• _To do_: Every line below between the one holding "Task: the pointer indicates each instance of the grass" and the one holding "[[274, 14], [227, 19], [350, 248], [54, 36]]", inclusive, should be copied exactly, and no other line.

+ + + + +

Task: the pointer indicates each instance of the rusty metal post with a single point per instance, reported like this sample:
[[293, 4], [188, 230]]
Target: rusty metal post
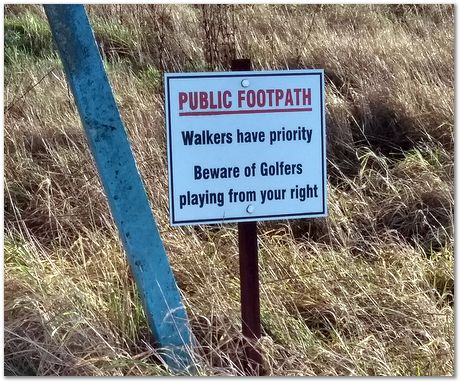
[[249, 278]]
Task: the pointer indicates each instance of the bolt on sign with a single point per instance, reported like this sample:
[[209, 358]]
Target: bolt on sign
[[245, 147]]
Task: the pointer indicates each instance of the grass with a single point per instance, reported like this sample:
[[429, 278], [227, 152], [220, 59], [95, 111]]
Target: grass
[[366, 291]]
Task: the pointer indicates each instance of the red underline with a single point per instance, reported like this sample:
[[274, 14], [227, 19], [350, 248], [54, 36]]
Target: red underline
[[221, 112]]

+ + + + +

• _Answer to this task_:
Task: the pointer indicates each instance of the grass with a single point per instance, reported like this sample:
[[429, 278], [227, 152], [220, 59], [95, 111]]
Target: grass
[[366, 291]]
Task: the pointer indicates each instance of the red underline with a single point per instance, reported like this sample:
[[274, 14], [227, 19], [350, 248], [54, 36]]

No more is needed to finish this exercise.